▶ _ARBEITSAUFTRAG_
Wie viele Denkmale für Opfer des Nationalsozialismus verzeichnet laut dem Text über Gedenkstätten in Schleswig-Holstein die Dokumentation der Bundeszentrale für politische Bildung für das nördlichste Bundesland?

▶ _DOKUMENTTEXT_
^^^^

Nun könnte man glauben, Schleswig-Holstein leide unter einem Mangel an Erinnerungsstätten an Opfer des Nationalsozialismus. Die vor sechs Jahren von der Bundeszentrale für politische Bildung herausgegebene Dokumentation über Gedenkstätten weist aber für das nördlichste Bundesland die stattliche Zahl von 123 solcher Denkmale aus.

Jeder Mensch, der aufgrund seiner nationalen oder religiösen Zugehörigkeit Opfer wurde, verdient Würdigung und Pietät. Was aber bedenklich stimmt, ist die offenkundige Einseitigkeit. Vor kurzem mußte Schleswig-Holsteins einzige Gedenkstätte für die Flucht und Vertreibung der Deutschen, ein kleiner Dampfer, der am Transport der Flüchtlinge über die Ostsee beteiligt war und nun bei Damp als Museum hergerichtet war, schließen, weil keine öffentliche Stelle bereit war, die notwendigen Mittel zur Verfügung zu stellen. Da muß der Verdacht aufkommen, daß es keineswegs um die Erinnerung an die Opfer politischer Gewalt geht, sondern um Propaganda.

^^^^

▶ _QUELLENMATERIAL_
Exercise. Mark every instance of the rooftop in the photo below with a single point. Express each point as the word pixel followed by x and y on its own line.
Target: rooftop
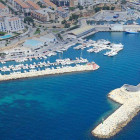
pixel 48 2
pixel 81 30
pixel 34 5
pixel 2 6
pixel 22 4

^^^^

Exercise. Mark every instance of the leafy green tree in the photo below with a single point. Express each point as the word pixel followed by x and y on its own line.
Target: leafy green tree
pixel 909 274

^^^^

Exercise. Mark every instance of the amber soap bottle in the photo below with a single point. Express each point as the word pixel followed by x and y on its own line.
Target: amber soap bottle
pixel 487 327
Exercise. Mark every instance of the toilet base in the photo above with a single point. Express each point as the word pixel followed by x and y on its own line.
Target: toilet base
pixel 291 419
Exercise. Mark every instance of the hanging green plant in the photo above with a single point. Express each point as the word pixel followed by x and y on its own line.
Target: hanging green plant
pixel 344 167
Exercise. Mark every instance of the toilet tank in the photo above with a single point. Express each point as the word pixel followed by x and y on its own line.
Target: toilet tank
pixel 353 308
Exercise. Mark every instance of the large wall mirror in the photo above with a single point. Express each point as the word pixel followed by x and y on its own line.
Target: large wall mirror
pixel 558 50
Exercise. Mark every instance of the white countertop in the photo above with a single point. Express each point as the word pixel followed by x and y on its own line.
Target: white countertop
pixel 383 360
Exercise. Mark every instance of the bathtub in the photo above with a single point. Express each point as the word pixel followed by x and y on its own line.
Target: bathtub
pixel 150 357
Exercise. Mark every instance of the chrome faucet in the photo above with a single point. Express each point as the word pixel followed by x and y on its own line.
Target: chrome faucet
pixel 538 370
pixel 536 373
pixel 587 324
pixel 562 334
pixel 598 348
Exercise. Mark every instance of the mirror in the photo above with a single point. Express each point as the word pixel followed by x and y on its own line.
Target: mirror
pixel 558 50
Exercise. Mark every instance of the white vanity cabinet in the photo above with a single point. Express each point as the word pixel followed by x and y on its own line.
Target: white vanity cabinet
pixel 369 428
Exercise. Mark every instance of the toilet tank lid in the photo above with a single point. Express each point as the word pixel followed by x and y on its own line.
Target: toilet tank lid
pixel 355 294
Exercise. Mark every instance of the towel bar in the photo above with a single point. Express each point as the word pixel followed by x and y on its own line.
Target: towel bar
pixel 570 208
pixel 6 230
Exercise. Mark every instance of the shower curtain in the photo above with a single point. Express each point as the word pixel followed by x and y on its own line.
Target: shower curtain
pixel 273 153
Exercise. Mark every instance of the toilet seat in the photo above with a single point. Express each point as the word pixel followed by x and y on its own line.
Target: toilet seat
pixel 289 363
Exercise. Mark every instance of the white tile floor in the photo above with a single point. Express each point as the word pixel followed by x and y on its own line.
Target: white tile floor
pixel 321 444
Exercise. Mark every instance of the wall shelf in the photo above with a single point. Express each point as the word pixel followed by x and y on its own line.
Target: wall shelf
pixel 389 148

^^^^

▶ _LÖSUNG_
Die Dokumentation verzeichnet 123 solcher Denkmale.